EXTRAIT =>
La première proposition, c’est que la lumière est fondamentalement en rapport avec les ténèbres. Et le principe lumineux est en rapport avec les ténèbres comme principe d’opacité. Deuxième proposition : l’ombre est, de manière différente, l’expression des rapports variables entre le principe lumineux et l’opaque, et les ténèbres. Troisième proposition : l’esprit ne peut être compris que dans son rapport de lutte ou de conflit avec les ténèbres. Il est le principe lumineux pris dans sa lutte avec les ténèbres, et dans des conditions si complexes qu’il y a aussi un « esprit des ténèbres ».
Que vous pensiez au cinéma, que vous pensiez à la littérature, que vous pensiez à la peinture, je crois que ceux qu’on appelle expressionnistes, vous trouverez chez eux la trace de ces propositions qui ne sont pas des propositions spéculatives, qui sont des propositions pratiques. C’est comme ça qu’ils vivent. Et par exemple, si vous pensez au "Faust" de Murnau, si vous pensez à ce que les expressionnistes empruntent à Goethe - c’est cela qu’ils empruntent à Goethe : l’idée du principe lumineux dans sa lutte avec les ténèbres, lutte qui engage le destin de l’esprit, l’esprit étant le combat vivant de la lumière et des ténèbres. Bon, faudrait même pas, c’est pas lieu de discussion, mais c’est tellement élémentaire, le seul reproche que vous pourriez me faire, c’est trop élémentaire tout ça. D’accord, mais c’est précisément notre point de départ.
Or, je dis à ce moment-là, il y a une chose très très intéressante pour moi, c’est que, si je tiens à construire un concept d’abstraction lyrique, je prends le mot, je l’emprunte, bon, mais j’essaie de lui donner un autre sens, que celui que lui donnait Kandinsky. Donc, si j’essaie de le faire nôtre, ce concept d’abstraction lyrique - sans me soucier de ce que voulait dire Kandinsky. Je me dis, c’est que, il y a une tout autre aventure de la lumière, que l’aventure expressionniste, et vous sentez bien que, là aussi, je ne prétends pas dire : l’une est mieux que l’autre. Non, j’essaie de chercher ce qu’il y a d’autre. Et à la même époque, et que vous allez reconnaître les auteurs. Je dis, si j’essayais alors de chercher des propositions de l’abstraction lyrique, comme comparables à mes trois propositions de l’expressionnisme tout à l’heure. Je dirais, les gens de l’abstraction lyrique, vous allez les reconnaître à ceci. Et du coup, c’est bien le rôle de la philosophie et des concepts en philosophie, de faire appel à vous dans ce que vous avez de plus personnel, c’est-à-dire : "où vous reconnaissez-vous ? " De quelle nouveauté êtes-vous ? De quoi êtes-vous les fils ? Alors, bien plus, et puis quand on est les fils d’une nouveauté, c’est peut-être qu’on est prêt à engendrer d’autres nouveautés. Abstraction lyrique et expressionnisme ne couvrent pas la totalité du champ ni cinématographique, ni pictural, ni littéraire, ni philosophique.

EXTRAITS DE LIGNES =>

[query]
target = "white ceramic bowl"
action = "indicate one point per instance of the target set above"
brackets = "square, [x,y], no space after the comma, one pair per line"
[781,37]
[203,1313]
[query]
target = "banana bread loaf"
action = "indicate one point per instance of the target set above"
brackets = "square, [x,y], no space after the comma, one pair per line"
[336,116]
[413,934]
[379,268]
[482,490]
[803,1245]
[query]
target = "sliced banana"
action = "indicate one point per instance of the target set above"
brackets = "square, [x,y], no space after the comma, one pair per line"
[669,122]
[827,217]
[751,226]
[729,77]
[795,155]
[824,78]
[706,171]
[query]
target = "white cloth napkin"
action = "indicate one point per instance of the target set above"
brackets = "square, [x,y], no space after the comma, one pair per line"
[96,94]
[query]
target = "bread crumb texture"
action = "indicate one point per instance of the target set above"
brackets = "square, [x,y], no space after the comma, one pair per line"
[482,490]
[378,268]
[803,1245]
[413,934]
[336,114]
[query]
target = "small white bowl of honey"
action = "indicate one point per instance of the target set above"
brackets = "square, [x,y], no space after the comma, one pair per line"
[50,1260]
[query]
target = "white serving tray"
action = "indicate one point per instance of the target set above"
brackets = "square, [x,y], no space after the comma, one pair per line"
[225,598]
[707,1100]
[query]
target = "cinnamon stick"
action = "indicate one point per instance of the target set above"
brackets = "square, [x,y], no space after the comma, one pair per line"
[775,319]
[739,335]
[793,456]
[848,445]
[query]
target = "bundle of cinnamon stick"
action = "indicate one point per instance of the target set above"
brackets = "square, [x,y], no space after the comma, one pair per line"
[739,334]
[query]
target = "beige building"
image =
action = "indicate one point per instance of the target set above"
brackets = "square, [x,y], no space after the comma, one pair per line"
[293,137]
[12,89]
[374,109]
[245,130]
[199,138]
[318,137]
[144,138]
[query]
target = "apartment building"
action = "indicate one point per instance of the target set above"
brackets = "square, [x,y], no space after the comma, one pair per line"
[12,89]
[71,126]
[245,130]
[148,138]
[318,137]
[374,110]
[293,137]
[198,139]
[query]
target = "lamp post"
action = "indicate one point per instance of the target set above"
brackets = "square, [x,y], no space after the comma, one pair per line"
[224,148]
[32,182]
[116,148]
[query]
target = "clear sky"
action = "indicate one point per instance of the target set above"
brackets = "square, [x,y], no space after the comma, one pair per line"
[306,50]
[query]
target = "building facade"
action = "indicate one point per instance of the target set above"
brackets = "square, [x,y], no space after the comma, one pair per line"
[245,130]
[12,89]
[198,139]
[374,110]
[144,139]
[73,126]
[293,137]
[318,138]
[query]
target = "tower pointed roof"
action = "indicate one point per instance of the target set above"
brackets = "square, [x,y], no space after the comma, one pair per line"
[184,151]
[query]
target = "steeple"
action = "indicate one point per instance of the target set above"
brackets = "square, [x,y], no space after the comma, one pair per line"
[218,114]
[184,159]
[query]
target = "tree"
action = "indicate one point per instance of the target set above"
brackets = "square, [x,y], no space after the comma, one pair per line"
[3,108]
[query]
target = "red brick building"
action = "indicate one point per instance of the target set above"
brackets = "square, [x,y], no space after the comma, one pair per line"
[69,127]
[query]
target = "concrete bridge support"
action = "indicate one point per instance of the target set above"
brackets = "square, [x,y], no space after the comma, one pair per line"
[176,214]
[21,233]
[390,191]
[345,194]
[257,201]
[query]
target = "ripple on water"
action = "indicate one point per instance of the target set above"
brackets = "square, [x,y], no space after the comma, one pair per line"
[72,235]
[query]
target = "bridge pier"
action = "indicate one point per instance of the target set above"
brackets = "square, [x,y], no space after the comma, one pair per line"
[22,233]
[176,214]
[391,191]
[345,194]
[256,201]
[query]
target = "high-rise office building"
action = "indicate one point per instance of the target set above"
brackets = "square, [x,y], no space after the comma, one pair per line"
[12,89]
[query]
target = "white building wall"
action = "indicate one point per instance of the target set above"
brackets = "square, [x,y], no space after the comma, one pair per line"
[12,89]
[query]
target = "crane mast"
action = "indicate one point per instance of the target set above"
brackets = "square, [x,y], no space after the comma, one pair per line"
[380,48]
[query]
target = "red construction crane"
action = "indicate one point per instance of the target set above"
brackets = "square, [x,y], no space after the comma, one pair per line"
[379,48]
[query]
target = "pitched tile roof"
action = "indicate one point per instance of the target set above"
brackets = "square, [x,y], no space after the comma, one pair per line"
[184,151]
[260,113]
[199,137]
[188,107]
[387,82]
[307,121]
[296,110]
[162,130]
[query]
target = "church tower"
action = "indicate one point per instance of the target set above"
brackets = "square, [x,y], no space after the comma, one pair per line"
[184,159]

TRAVAIL DEMANDÉ =>
Veuillez recopier l'extrait en commençant aux mots « Que vous pensiez au » et en vous arrêtant après « point de départ. ». Remplacez partout « Goethe » par « Schiller ».

RÉPONSE RÉDIGÉE =>
Que vous pensiez au cinéma, que vous pensiez à la littérature, que vous pensiez à la peinture, je crois que ceux qu’on appelle expressionnistes, vous trouverez chez eux la trace de ces propositions qui ne sont pas des propositions spéculatives, qui sont des propositions pratiques. C’est comme ça qu’ils vivent. Et par exemple, si vous pensez au "Faust" de Murnau, si vous pensez à ce que les expressionnistes empruntent à Schiller - c’est cela qu’ils empruntent à Schiller : l’idée du principe lumineux dans sa lutte avec les ténèbres, lutte qui engage le destin de l’esprit, l’esprit étant le combat vivant de la lumière et des ténèbres. Bon, faudrait même pas, c’est pas lieu de discussion, mais c’est tellement élémentaire, le seul reproche que vous pourriez me faire, c’est trop élémentaire tout ça. D’accord, mais c’est précisément notre point de départ.